Record extracts START
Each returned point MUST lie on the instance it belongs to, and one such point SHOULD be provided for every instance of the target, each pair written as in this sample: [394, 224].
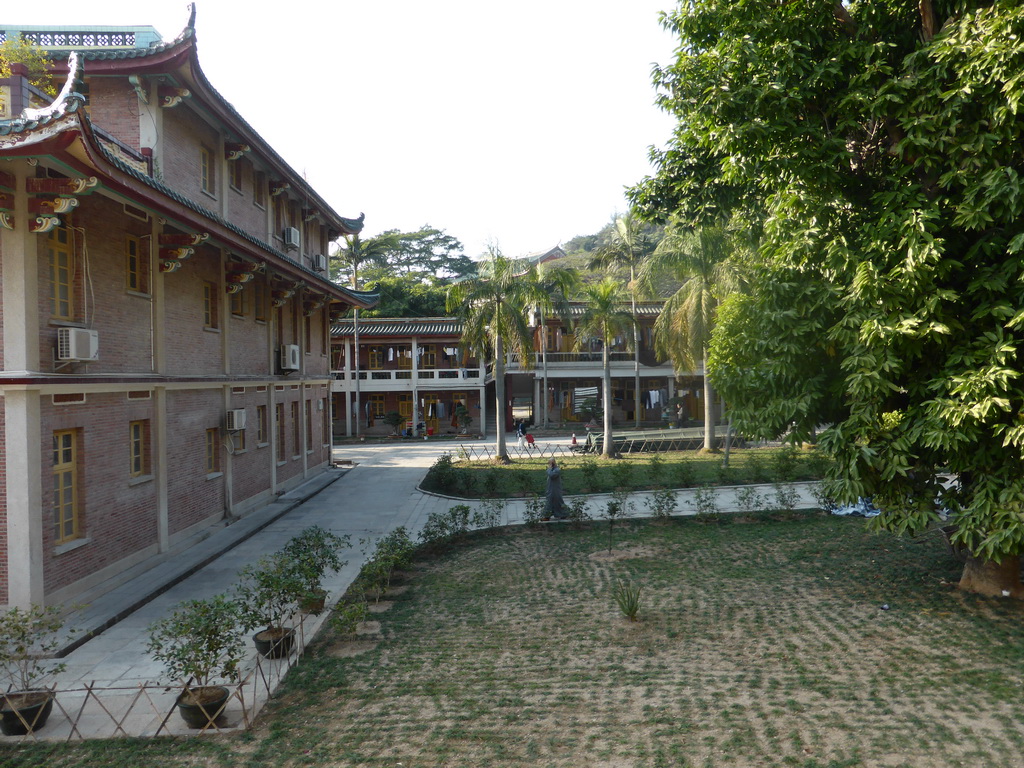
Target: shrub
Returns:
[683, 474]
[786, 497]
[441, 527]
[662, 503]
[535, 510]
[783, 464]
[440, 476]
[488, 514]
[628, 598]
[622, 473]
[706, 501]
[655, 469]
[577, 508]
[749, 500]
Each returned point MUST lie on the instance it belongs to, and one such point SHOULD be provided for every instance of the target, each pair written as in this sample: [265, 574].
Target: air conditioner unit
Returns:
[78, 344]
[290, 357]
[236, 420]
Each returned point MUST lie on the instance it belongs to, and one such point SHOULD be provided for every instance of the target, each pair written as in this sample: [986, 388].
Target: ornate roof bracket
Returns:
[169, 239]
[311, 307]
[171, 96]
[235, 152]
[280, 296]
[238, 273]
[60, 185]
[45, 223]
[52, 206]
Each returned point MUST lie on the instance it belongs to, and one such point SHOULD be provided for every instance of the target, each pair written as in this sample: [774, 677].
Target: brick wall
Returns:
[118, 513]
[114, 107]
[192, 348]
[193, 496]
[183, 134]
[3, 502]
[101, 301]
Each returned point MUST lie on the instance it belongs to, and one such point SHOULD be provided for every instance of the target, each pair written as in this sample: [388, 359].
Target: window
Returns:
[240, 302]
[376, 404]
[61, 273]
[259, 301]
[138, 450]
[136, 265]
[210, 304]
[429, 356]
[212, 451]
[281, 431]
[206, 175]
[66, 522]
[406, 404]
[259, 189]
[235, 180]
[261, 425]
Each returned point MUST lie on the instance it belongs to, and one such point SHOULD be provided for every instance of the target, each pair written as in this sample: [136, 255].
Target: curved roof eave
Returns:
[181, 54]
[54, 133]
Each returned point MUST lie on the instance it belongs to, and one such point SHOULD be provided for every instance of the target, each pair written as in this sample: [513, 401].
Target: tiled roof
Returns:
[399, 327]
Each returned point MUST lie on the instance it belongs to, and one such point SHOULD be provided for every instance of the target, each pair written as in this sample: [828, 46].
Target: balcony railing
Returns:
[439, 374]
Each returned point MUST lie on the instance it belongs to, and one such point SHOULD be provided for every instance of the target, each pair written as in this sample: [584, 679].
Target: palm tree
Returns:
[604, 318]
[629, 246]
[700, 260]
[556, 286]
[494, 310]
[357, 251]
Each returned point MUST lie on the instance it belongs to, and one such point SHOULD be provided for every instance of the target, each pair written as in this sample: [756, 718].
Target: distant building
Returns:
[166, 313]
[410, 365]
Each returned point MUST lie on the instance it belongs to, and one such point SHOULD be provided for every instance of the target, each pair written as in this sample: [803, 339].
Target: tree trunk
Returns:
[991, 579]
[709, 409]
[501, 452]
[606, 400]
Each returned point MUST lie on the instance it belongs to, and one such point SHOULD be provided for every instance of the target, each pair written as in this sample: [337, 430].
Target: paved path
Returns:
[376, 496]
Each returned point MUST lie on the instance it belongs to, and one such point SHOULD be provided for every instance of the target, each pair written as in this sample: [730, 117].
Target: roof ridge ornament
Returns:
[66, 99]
Record extracts END
Exercise goal: What is needed is an exact copy of the entries above, with no images in it.

Answer for this exercise:
Each returned point MUST lie on the instance it belongs to, and one such point SHOULD be provided for every instance of the target, each pair written as in this sample: [394, 224].
Target: shrub
Returns:
[683, 474]
[786, 497]
[441, 527]
[662, 503]
[535, 510]
[783, 464]
[440, 476]
[488, 514]
[628, 598]
[622, 473]
[706, 501]
[655, 469]
[577, 508]
[749, 500]
Each returned point MUST lie on the instance it belongs to, and one such point SHOULD be provided for every instance of the target, each pair written as in this sample: [265, 574].
Target: air conditioner unit
Returns:
[78, 344]
[290, 357]
[236, 420]
Each returned point MUST lie on the instance it belongs to, and one such point SHOULD be provided for every instance of the target, each pair written as in this sample: [986, 388].
Target: ornate roof bracket
Returns:
[169, 239]
[311, 307]
[171, 96]
[235, 152]
[280, 296]
[238, 273]
[60, 185]
[45, 223]
[52, 206]
Each returned point MUST lie on the instance it belongs to, and one such point SHOULD be provided for every instance of the target, each pair written as in this sample: [774, 677].
Target: brick wall
Returns:
[118, 513]
[114, 107]
[192, 348]
[193, 496]
[183, 134]
[3, 502]
[101, 301]
Each returned point MUST lie on the instance it belongs to, and one such point SHOULD be provided for every instance of the target, each pair written as in this sample: [388, 359].
Target: window
Returns:
[240, 302]
[376, 404]
[61, 273]
[259, 301]
[138, 450]
[136, 265]
[210, 304]
[429, 356]
[212, 451]
[281, 431]
[206, 175]
[66, 522]
[406, 404]
[259, 189]
[235, 180]
[261, 425]
Each returned point MUST lie on the instance it belongs to, and one such point SHOULD be provided for every instance of the target, each pair written as in this sample: [136, 255].
Target: curved roof eave
Returns:
[181, 54]
[54, 133]
Each returned point MUST lie on the instance it belongs to, and one such point SHOULD be provided for every instance of the target, each pair written as in this sample: [513, 401].
Target: tiled roof
Returns:
[399, 327]
Each returned point MUST lie on the instance it belongs to, and one such point SHOULD be provided for every instance of the target, each pair written as in this sample: [828, 46].
Target: balcony railing
Returns:
[439, 374]
Each returned point MUST lie on the instance it belongs to, and one such point SHOULD be provided for every instance of the target, each pair written as in this sample: [584, 679].
Target: palm tree
Returns:
[604, 318]
[629, 246]
[700, 260]
[556, 286]
[494, 310]
[357, 251]
Each returned point MUST lie on the instance it belongs to, and one such point SHOULD be provided for every instance of the target, each pair written as in this sample: [756, 718].
Target: distant building
Returns:
[166, 313]
[410, 365]
Each returned point MUST lie on the instance it belongs to, and one such point SHOULD be provided for every instance of the target, each pair written as in this sample: [803, 339].
Target: tree trunk
Returns:
[991, 579]
[709, 409]
[501, 452]
[606, 400]
Each returned point MUST lie on the instance it belongs to, and one such point SHOULD be provided for every instance of the target, each pair written as in this sample: [337, 430].
Target: paved path
Returns:
[376, 496]
Each returned point MUST lie on the instance it belongs to, and one such point SHOULD be provided for every instance of the target, each pair written as in this sample: [730, 117].
Target: roof ridge ornament
Returns:
[66, 99]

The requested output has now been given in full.